[Stored data]
================================

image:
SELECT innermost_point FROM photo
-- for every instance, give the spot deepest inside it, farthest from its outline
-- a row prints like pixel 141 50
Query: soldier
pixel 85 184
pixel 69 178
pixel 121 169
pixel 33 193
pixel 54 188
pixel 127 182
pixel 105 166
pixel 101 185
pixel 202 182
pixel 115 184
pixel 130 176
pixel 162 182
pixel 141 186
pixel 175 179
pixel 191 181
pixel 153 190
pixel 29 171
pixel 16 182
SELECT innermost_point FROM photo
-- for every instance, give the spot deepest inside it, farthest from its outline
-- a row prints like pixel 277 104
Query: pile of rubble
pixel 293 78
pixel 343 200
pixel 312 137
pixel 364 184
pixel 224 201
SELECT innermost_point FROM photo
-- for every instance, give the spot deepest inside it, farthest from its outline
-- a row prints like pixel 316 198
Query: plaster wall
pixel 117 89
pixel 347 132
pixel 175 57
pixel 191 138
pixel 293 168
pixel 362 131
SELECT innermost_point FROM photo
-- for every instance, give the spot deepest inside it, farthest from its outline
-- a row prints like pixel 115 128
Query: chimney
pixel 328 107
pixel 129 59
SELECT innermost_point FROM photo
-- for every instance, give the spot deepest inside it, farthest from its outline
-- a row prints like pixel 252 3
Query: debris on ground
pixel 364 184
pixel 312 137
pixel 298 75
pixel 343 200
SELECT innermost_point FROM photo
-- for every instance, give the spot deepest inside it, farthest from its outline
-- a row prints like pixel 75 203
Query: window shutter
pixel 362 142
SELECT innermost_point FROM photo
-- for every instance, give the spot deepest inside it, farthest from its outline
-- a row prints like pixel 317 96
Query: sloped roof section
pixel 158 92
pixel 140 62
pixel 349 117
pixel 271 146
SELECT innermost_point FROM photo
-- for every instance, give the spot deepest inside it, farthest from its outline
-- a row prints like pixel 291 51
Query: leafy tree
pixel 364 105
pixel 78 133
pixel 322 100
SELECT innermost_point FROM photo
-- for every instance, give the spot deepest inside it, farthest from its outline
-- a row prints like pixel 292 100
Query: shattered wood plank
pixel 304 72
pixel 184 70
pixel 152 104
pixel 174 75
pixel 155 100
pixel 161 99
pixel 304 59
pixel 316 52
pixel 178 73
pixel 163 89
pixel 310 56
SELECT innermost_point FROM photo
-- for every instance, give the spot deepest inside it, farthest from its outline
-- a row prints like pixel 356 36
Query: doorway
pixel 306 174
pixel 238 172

================================

EXERCISE DETAILS: Please extract all of the lines above and repeat each one verbatim, in the same order.

ANSWER TO THE EXERCISE:
image:
SELECT innermost_point FROM photo
-- for every instance, give the spot deepest inside it, farthest from its outline
-- a row prints like pixel 141 50
Query: soldier
pixel 85 184
pixel 69 178
pixel 121 169
pixel 33 193
pixel 54 188
pixel 127 182
pixel 105 166
pixel 101 185
pixel 202 182
pixel 115 184
pixel 130 176
pixel 162 182
pixel 141 186
pixel 175 179
pixel 191 181
pixel 153 190
pixel 29 171
pixel 16 182
SELECT innermost_point FROM photo
-- for every instance, give the spot deepest inside it, farthest from its outline
-- a row prints like pixel 277 104
Query: pile of rubble
pixel 293 78
pixel 343 200
pixel 312 137
pixel 364 184
pixel 224 201
SELECT innermost_point FROM photo
-- for every instance, give the spot deepest inside it, farthest from its outline
-- a row prints like pixel 316 198
Query: plaster wall
pixel 117 89
pixel 347 132
pixel 175 57
pixel 191 138
pixel 293 168
pixel 362 131
SELECT innermost_point FROM photo
-- for every instance, give the spot deepest inside it, farthest from its outline
-- a row prints like pixel 115 128
Query: chimney
pixel 328 107
pixel 129 59
SELECT innermost_point FROM photo
-- for every instance, give the spot deepest inside it, farthest from its outline
-- a row prints like pixel 252 3
Query: debris on ground
pixel 364 184
pixel 312 137
pixel 298 75
pixel 343 200
SELECT innermost_point FROM photo
-- for every instance, give the spot deepest inside it, farthest from its outline
-- a row prints like pixel 75 203
Query: window shutter
pixel 362 142
SELECT innermost_point FROM photo
-- for every instance, give the spot deepest inside it, farthest from its outline
-- a row prints like pixel 317 96
Query: sloped roof section
pixel 158 92
pixel 140 62
pixel 349 117
pixel 271 146
SELECT innermost_point FROM photo
-- for every instance, give the spot deepest inside it, farthest from its outline
-- a row prints like pixel 291 51
Query: leafy tree
pixel 364 105
pixel 78 133
pixel 322 100
SELECT innermost_point FROM photo
-- for every instance, give the spot deepest inside it, farthest from its outline
-- a row prints like pixel 292 100
Query: shattered wood plank
pixel 304 72
pixel 184 70
pixel 152 104
pixel 174 75
pixel 155 100
pixel 161 99
pixel 304 59
pixel 316 52
pixel 178 73
pixel 163 89
pixel 310 56
SELECT innermost_point FROM photo
-- for every instance, give the spot deepest inside it, farthest from its outline
-- a row prints like pixel 356 36
Query: doorway
pixel 306 174
pixel 238 172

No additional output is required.